— start of Available records —
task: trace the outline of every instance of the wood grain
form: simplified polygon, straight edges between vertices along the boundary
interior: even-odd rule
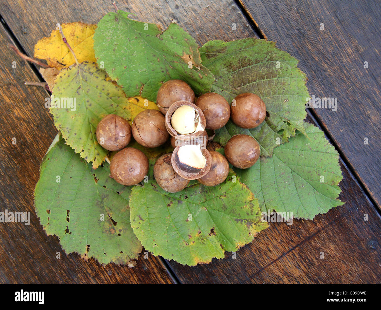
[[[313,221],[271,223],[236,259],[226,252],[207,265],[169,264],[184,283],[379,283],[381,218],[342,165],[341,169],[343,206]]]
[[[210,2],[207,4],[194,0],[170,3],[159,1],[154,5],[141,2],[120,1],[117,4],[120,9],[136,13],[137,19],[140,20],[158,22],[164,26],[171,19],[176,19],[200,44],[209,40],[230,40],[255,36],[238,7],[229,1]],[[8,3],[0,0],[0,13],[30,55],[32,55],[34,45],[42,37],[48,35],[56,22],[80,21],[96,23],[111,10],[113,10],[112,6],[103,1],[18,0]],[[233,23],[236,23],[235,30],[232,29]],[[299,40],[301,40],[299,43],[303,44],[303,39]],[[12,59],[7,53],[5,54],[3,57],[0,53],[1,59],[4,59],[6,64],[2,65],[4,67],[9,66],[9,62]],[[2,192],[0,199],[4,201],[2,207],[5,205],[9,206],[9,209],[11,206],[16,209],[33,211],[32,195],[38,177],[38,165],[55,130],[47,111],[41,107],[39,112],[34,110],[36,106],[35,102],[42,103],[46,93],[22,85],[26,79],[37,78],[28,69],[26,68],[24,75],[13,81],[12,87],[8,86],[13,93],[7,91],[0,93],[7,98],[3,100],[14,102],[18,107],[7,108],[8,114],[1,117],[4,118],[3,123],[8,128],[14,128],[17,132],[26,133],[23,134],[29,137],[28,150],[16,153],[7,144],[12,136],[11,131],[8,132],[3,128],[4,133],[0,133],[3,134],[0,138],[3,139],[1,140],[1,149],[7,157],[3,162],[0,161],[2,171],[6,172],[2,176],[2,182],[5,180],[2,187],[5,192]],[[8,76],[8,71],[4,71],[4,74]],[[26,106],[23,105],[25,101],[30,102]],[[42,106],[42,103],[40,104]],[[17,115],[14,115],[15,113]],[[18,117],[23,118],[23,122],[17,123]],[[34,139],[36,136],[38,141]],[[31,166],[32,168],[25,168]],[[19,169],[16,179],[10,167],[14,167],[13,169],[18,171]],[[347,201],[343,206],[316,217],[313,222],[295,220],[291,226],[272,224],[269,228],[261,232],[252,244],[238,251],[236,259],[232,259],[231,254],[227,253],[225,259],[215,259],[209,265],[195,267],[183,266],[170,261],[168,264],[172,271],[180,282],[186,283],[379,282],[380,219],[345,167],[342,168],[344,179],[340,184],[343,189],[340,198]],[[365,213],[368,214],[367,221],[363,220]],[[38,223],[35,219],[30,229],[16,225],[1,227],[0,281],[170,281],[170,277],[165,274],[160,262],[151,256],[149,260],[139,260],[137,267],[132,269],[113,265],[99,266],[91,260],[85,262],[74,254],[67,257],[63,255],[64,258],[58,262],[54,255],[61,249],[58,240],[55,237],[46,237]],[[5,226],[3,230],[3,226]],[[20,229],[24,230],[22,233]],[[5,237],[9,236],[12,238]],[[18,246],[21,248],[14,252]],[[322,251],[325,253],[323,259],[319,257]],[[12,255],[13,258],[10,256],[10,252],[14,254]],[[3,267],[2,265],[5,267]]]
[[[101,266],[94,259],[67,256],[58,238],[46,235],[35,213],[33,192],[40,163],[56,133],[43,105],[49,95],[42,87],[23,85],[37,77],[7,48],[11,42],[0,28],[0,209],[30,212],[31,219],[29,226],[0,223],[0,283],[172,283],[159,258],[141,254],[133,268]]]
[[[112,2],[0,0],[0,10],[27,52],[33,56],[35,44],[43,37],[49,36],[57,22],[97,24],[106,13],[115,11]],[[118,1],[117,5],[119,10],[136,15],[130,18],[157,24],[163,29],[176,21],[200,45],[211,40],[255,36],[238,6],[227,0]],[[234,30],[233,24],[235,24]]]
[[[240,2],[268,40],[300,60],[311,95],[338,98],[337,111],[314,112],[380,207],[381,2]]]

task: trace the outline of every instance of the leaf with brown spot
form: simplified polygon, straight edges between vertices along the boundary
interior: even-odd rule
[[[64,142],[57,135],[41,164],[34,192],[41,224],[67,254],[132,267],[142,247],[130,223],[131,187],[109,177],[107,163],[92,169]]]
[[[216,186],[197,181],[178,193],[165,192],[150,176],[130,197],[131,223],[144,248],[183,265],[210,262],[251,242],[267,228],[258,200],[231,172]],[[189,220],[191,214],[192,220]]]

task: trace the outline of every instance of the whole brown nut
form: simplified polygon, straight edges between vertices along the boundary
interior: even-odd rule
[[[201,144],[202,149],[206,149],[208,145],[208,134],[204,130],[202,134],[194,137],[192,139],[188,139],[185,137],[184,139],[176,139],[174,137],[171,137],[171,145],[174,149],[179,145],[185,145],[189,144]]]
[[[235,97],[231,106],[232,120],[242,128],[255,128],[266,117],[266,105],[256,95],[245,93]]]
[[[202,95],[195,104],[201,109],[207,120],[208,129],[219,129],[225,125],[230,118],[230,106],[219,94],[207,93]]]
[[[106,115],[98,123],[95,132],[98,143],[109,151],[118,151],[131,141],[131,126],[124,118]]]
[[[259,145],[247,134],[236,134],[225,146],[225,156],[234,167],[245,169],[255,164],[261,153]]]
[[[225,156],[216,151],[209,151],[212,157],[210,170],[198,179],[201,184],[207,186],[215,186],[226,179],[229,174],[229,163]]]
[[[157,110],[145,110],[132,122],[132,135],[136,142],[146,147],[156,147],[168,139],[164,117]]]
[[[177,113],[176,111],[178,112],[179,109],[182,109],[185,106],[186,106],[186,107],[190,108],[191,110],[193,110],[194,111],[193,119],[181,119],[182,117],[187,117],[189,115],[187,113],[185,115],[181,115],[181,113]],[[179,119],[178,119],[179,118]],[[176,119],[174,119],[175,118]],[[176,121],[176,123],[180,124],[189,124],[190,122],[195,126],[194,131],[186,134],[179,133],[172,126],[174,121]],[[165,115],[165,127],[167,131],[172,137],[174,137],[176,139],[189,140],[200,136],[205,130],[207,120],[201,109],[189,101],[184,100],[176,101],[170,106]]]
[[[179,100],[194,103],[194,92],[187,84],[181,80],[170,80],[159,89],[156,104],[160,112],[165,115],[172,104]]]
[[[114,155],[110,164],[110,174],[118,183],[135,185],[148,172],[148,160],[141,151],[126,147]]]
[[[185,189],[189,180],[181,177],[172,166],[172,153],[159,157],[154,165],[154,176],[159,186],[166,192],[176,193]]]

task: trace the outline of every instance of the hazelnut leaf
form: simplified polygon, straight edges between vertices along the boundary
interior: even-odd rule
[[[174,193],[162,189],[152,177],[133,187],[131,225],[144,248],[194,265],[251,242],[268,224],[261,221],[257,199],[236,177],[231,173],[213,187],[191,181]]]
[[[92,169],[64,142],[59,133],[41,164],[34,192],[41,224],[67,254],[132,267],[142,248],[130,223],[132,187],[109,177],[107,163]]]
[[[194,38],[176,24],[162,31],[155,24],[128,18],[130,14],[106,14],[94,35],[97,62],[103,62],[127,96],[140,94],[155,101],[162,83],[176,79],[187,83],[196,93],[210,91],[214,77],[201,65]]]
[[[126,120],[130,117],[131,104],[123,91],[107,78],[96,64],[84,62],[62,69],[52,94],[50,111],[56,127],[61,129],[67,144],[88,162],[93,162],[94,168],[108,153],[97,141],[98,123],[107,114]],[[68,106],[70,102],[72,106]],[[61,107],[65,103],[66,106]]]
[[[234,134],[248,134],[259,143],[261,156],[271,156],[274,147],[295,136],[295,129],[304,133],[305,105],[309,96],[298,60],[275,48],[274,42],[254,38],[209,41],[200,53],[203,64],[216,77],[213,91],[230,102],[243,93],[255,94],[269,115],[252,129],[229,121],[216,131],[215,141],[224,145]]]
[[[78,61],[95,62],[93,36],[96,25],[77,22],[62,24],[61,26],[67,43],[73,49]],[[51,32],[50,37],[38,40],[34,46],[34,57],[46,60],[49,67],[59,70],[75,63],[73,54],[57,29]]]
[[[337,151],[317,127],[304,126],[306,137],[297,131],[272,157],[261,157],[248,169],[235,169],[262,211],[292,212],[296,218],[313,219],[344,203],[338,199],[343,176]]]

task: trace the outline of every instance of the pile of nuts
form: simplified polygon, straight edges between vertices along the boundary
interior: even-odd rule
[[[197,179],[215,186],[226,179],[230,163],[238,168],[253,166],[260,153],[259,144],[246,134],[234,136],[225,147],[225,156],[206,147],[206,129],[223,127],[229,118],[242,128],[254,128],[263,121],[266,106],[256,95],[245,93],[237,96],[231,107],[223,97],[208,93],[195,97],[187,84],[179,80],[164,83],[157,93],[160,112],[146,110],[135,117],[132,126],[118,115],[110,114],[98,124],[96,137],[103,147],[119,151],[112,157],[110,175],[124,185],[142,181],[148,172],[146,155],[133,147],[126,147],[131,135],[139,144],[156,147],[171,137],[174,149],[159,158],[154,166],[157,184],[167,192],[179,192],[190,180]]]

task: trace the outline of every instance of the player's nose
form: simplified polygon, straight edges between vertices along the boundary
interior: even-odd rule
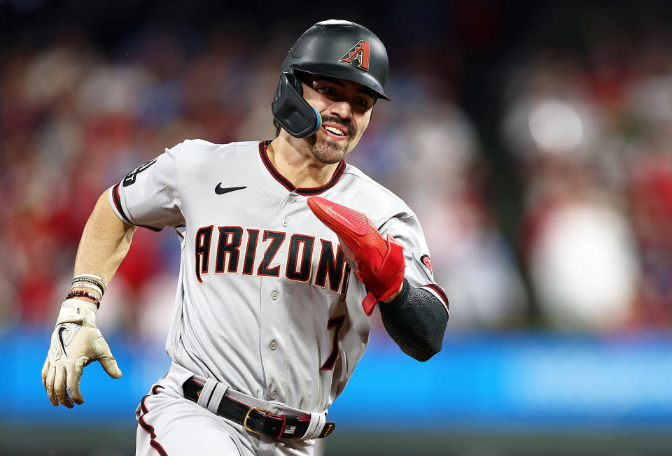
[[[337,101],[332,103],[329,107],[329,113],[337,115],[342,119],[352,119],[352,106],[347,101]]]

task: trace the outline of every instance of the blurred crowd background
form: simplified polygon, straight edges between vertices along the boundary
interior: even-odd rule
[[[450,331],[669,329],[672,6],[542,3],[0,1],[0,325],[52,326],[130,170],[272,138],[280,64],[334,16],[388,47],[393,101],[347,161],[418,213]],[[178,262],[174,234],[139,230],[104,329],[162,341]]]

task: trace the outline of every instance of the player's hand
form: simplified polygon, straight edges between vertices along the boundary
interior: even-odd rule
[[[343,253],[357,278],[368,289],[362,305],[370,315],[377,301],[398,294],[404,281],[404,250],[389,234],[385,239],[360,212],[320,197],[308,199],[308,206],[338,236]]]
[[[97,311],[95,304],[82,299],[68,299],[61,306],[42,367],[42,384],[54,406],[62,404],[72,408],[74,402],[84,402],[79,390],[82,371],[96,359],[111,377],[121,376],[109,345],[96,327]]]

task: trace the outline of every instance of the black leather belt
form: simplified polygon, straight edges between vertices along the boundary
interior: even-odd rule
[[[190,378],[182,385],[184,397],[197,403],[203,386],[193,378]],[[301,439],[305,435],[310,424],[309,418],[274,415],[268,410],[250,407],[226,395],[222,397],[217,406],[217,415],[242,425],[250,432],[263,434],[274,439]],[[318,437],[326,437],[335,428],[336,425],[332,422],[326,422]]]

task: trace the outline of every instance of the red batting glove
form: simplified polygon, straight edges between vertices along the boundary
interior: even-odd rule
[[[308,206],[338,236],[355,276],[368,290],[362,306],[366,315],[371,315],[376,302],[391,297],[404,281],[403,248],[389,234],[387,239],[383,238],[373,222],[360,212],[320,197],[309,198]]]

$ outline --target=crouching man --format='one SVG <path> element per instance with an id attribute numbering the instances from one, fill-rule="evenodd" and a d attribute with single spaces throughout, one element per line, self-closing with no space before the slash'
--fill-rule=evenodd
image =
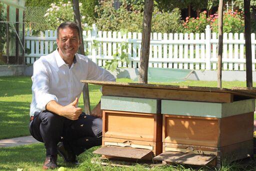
— end of Available records —
> _Direction_: Set out as a numbered list, skipping blank lines, the lines starting at the one that contains "before the slash'" and ending at the end of the items, leaving the pictures out.

> _The result_:
1. $ outline --target=crouching man --format='one SVG <path> element per instance with an id attribute numbering the instances from one, fill-rule="evenodd" and a d attribute with single spaces throughout, one element per line, self-closing with no space before the slash'
2. --fill-rule=evenodd
3. image =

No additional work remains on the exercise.